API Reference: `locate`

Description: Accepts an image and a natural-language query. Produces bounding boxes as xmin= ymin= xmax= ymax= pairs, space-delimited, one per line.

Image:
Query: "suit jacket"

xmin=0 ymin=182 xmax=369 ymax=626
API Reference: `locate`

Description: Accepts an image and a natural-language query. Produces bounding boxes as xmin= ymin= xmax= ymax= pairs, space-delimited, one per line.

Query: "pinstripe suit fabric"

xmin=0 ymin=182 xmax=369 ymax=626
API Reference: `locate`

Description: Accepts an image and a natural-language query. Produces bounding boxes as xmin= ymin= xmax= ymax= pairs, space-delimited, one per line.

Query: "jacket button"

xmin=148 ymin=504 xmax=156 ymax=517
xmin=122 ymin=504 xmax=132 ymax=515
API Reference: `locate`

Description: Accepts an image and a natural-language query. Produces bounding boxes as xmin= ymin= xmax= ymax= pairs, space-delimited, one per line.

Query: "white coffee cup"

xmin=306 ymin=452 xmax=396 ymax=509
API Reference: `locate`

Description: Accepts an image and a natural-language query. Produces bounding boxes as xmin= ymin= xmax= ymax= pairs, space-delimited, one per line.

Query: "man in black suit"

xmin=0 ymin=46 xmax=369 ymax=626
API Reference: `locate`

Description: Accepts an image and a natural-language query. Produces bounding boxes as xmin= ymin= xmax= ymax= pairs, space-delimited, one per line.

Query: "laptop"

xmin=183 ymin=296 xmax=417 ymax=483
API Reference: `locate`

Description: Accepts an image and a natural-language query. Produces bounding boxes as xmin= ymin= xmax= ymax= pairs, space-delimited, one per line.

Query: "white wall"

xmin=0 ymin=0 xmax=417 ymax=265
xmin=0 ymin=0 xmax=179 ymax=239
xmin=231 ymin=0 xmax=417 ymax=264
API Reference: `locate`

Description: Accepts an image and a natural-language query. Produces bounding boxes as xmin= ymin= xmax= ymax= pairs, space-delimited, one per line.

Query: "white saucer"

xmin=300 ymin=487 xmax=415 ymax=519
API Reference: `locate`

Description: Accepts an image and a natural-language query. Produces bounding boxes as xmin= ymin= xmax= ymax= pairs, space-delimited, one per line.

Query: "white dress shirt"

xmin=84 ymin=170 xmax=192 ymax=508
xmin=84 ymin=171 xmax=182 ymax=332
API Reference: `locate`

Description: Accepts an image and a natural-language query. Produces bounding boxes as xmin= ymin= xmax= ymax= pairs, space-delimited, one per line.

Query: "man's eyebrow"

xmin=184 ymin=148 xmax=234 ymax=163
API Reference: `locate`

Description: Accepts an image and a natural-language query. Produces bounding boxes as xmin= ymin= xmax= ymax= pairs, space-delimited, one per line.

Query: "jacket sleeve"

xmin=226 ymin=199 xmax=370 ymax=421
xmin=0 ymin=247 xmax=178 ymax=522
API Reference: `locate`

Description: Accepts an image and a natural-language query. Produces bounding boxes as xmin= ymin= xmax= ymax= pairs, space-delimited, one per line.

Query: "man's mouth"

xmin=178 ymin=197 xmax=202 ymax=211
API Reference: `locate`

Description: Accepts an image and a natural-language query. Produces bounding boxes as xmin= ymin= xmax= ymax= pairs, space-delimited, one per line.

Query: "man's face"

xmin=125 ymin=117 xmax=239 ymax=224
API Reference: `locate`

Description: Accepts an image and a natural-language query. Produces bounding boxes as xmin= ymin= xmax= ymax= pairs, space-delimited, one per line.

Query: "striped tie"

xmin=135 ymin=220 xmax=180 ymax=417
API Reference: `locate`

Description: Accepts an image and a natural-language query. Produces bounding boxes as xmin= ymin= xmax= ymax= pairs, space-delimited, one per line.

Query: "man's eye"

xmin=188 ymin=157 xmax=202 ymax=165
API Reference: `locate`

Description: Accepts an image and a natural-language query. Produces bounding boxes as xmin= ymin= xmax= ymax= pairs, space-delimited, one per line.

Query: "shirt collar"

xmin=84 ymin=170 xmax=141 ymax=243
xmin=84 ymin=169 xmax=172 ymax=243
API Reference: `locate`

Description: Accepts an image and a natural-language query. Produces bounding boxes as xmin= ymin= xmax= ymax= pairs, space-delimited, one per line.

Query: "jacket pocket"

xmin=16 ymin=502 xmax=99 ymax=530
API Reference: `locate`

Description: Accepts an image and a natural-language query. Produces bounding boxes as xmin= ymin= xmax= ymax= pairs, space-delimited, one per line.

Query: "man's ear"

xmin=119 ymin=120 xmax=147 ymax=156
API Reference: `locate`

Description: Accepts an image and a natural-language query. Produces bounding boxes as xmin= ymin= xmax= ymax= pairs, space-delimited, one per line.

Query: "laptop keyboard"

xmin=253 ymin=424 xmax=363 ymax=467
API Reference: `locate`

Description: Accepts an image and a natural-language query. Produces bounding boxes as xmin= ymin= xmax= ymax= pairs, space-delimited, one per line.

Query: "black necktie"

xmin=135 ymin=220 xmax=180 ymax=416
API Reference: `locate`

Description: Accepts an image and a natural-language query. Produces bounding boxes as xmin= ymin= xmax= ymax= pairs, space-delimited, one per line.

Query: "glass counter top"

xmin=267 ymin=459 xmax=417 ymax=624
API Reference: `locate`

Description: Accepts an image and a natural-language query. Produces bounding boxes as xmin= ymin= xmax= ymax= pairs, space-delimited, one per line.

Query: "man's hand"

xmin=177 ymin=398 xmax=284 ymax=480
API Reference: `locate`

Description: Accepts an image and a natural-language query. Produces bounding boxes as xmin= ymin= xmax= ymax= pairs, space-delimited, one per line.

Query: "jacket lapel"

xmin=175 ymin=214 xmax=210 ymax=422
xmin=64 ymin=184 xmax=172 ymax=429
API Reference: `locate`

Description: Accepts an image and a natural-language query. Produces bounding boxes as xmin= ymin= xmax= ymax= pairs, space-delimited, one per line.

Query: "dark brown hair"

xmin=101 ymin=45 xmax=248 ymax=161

Written task
Filter the listing above down to the lines that contain the string "shirt", and copy each matching line. Case counts.

Task solution
Query: "white dress shirt"
Query: "shirt collar"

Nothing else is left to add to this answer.